» **What the task asks**: Write out the passage below about debt consolidation loans and credit counseling, word for word from start to finish.

If you have a lot of debt, there are two very common solutions. Obviously a debt consolidation loan would be one solution. You go to the bank and borrow one large amount to pay off all of your smaller debts. A debt consolidation loan makes sense if you can borrow at a lower interest rate than what you are currently paying on the credit cards you want to consolidate.


But what happens if you don't qualify for a credit card debt consolidation loan?

There are many reasons why you may not be able to get a debt consolidation loan, including insufficient income or no collateral to pledge as security for your loan.

In fact, you may be denied a debt consolidation loan simply because you have less than one year at your current job, or because you have only lived at your current address for a short period of time.

If my credit is not good enough to get a debt consolidation loan, can I try credit counseling?

Yes, even if you have bad credit, you may be a candidate for credit counseling.

Consumer credit counseling typically involves a credit counselor contacting your creditors to work out a repayment plan on your behalf. These plans, called a debt management program or a debt management planare a great way to make a deal with your creditors.

» **Source data**:
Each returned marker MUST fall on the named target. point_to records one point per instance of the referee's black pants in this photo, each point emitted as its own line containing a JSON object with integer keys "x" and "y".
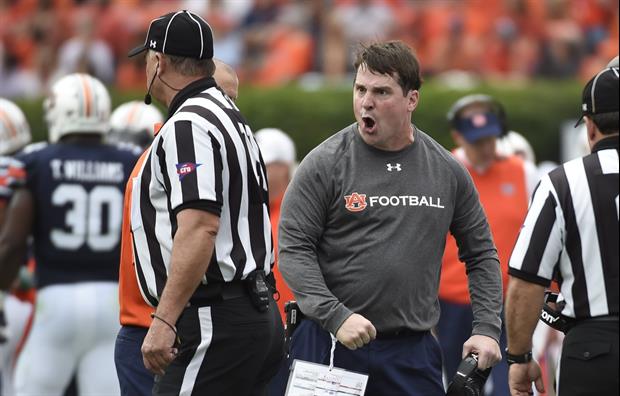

» **Task output**:
If you have a lot of debt, there are two very common solutions. Obviously a debt consolidation loan would be one solution. You go to the bank and borrow one large amount to pay off all of your smaller debts. A debt consolidation loan makes sense if you can borrow at a lower interest rate than what you are currently paying on the credit cards you want to consolidate.


But what happens if you don't qualify for a credit card debt consolidation loan?

There are many reasons why you may not be able to get a debt consolidation loan, including insufficient income or no collateral to pledge as security for your loan.

In fact, you may be denied a debt consolidation loan simply because you have less than one year at your current job, or because you have only lived at your current address for a short period of time.

If my credit is not good enough to get a debt consolidation loan, can I try credit counseling?

Yes, even if you have bad credit, you may be a candidate for credit counseling.

Consumer credit counseling typically involves a credit counselor contacting your creditors to work out a repayment plan on your behalf. These plans, called a debt management program or a debt management planare a great way to make a deal with your creditors.